* _Extracted text_
━━━

Is the order of HashMap elements reproducible?

First of all, I want to make it clear that I would never use a HashMap to do things that require some kind of order in the data structure and that this question is motivated by my curiosity about the inner details of Java HashMap implementation.
You can read in the java documentation on Object about the Object method hashCode.
I understand from there that hashCode implementation for classes such as String and basic types wrappers (Integer, Long,...) is predictable once the value contained by the object is given. An example of that would be that calls to hashCode for any String object containing the value hello should return always: 99162322
Having an algorithm that always insert into an empty Java HashMap where Strings are used as keys the same values in the same order. Then, the order of its elements at the end should be always the same, am I wrong?
Since the hash code for a concrete value is always the same, if there are not collisions the order should be the same.
On the other hand, if there are collisions, I think (I don't know the facts) that the collisions resolutions should result in the same order for exactly the same input elements.
So, isn't it right that two HashMap objects with the same elements, inserted in the same order should be traversed (by an iterator) giving the same elements sequence?
As far as I know the order (assuming we call "order" the order of elements as returned by values() iterator) of the elements in HashMap are kept until map rehash is performed. We can influence on probability of that event by providing capacity and/or loadFactor to the constructor.
Nevertheless, we should never rely on this statement because the internal implementation of HashMap is not a part of its public contract and is a subject to change in future.
I think you are asking "Is HashMap non-deterministic?". The answer is "probably not" (look at the source code of your favourite implementation to find out).
However, bear in mind that because the Java standard does not guarantee a particular order, the implementation is free to alter at any time (e.g. in newer JRE versions), giving a different (yet deterministic) result.
Whether or not that is true is entirely dependent upon the implementation. What's more important is that it isn't guaranteed. If you order is important to you there are options. You could create your own implementation of Map that does preserve order, you can use a SortedMap/LinkedHashMap or you can use something like the apache commons-collections OrderedMap: http://commons.apache.org/proper/commons-collections/javadocs/api-release/org/apache/commons/collections4/OrderedMap.html.

Is map/collection order stable between calls?

If I have a hash map and iterate over the objects repeatedly, is it correct that I'm not guaranteed the same order for every call? For example, could the following print two lines that differ from each other:
Map<String,Integer> map = new HashMap<String,Integer>()

━━━

* _Stored data_
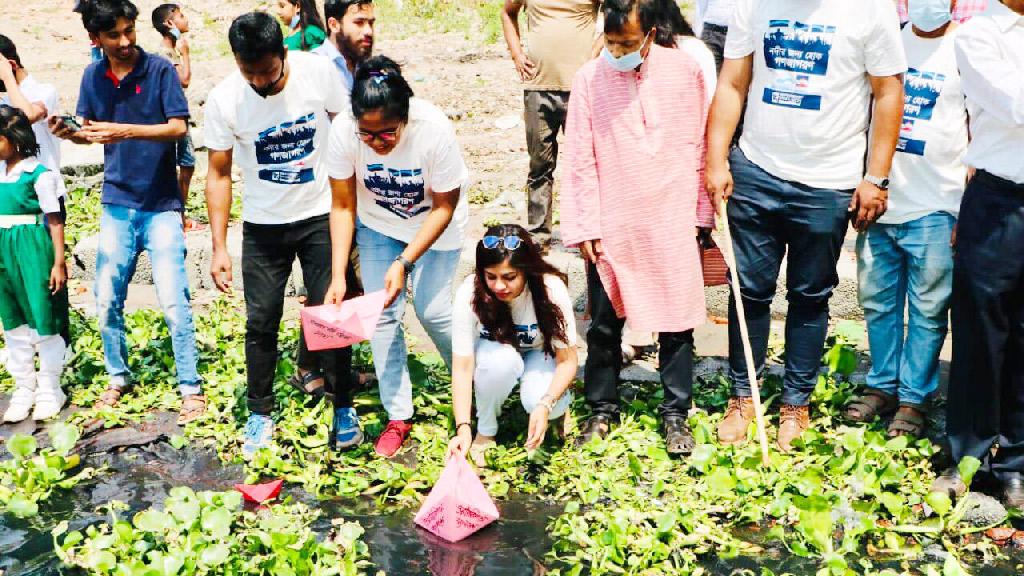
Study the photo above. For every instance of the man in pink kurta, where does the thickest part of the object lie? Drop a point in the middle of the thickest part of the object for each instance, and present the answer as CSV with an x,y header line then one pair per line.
x,y
633,200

━━━

* _Objectives_
(A) Could you write out the part of the HashMap ordering thread starting with "Nevertheless, we should" and going on through "change in future."?
(B) Can you extend the forum thread on HashMap iteration order, picking up right after its final line?

* _Outputs_
(A)
Nevertheless, we should never rely on this statement because the internal implementation of HashMap is not a part of its public contract and is a subject to change in future.

(B)
{{ put("a", 1); put("b", 2); put("c", 3); }};
System.out.println(map);
System.out.println(map);
And is this the case for sets and collections in general? If so, what's the best way in case you have to iterate twice over the same collection in the same order (regardless of what order that is)? I guess converting to a list.
The contracts of Map and Set do not make any guarantees about iteration order, but those of SortedSet and SortedMap (implemented by TreeMap and TreeSet) do.
Furthermore, even the non-sorted implementations generally behave deterministically and have a repeatable iteration order for each specific instance, as long as it's not modified in any way. However, that's an implementation detail and should not be relied upon.
you're correct, the order of a map is not guaranteed. you might want to look at something like TreeMap if you need the order to stay the same between calls.
having said that, chances are that code will print out the same thing twice, it's just not guaranteed.
When using a HashMap, there's no guarantee that the iteration order will be the same on each iteration.
Instead, consider a LinkedHashMap, which is a hash table with a predictable iteration order.
I don't think any of the existing answers are quite speaking to exactly what you're asking about. Sure, a HashMap with certain contents may not iterate in the same way as a different one with equal contents, or in a different VM invocation, or running on different JDK versions, etc. But you're just asking whether that exact instance, if not modified, will iterate the same way as itself.
This is a good example of a de facto specification. It's true that it is not present in the letter of the spec that this will be the case. However, every single JDK collection behaves this way (provided, in the case of an access-ordered LinkedHashMap, that you iterate all the way through each time). And it is difficult to conceive of a collection implementation that would not have this property. I've implemented and reviewed many collections and there was just once that I considered a collection that would iterate differently each time; it was an extremely strange case and I ended up throwing out the whole idea because iterating differently each time was just too damn weird (that is, violated that de facto specification I mentioned).
So I say go ahead and depend on it. That's not a blanket recommendation to depend on any old unspecified behavior you want. But in this case, it's just not going to hurt you.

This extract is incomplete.